_AIM OF THE EXERCISE_:
Copy the items below verbatim, starting at the line that contains "rack? Mark that spot." and continuing through the end of the items.

_ENTRIES_:
>> BEGIN

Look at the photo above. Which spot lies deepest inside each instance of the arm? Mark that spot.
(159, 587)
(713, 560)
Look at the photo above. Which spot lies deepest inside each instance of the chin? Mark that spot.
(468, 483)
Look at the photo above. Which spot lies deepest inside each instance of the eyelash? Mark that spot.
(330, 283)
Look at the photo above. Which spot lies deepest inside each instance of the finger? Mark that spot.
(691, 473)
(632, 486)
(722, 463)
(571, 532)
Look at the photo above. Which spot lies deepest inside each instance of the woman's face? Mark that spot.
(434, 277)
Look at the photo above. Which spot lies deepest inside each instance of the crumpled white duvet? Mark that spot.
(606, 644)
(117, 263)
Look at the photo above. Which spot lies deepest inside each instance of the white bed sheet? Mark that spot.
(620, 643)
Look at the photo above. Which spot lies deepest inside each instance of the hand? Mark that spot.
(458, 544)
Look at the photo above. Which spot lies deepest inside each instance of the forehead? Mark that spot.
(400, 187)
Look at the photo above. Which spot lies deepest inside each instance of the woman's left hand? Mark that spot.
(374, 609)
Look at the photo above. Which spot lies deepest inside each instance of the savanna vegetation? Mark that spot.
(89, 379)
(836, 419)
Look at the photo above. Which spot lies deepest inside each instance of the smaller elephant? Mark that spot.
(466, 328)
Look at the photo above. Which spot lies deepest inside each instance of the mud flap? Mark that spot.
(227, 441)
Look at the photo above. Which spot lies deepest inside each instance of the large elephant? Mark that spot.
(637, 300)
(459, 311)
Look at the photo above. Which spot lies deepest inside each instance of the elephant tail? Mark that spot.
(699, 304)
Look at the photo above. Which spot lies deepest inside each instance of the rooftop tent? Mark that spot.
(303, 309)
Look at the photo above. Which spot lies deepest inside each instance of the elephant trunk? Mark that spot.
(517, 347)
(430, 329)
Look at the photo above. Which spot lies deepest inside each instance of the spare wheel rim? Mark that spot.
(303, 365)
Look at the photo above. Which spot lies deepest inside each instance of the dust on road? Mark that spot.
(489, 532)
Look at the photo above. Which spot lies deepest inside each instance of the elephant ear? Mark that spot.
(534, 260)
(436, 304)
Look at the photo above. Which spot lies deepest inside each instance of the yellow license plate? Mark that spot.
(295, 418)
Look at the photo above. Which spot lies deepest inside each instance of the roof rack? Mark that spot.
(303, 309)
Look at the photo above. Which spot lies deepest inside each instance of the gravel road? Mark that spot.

>> END

_WRITTEN SOLUTION_:
Look at the photo above. Which spot lies deepest inside each instance of the roof rack? Mark that spot.
(303, 309)
Look at the photo above. Which spot lies deepest inside each instance of the gravel road? Mark that spot.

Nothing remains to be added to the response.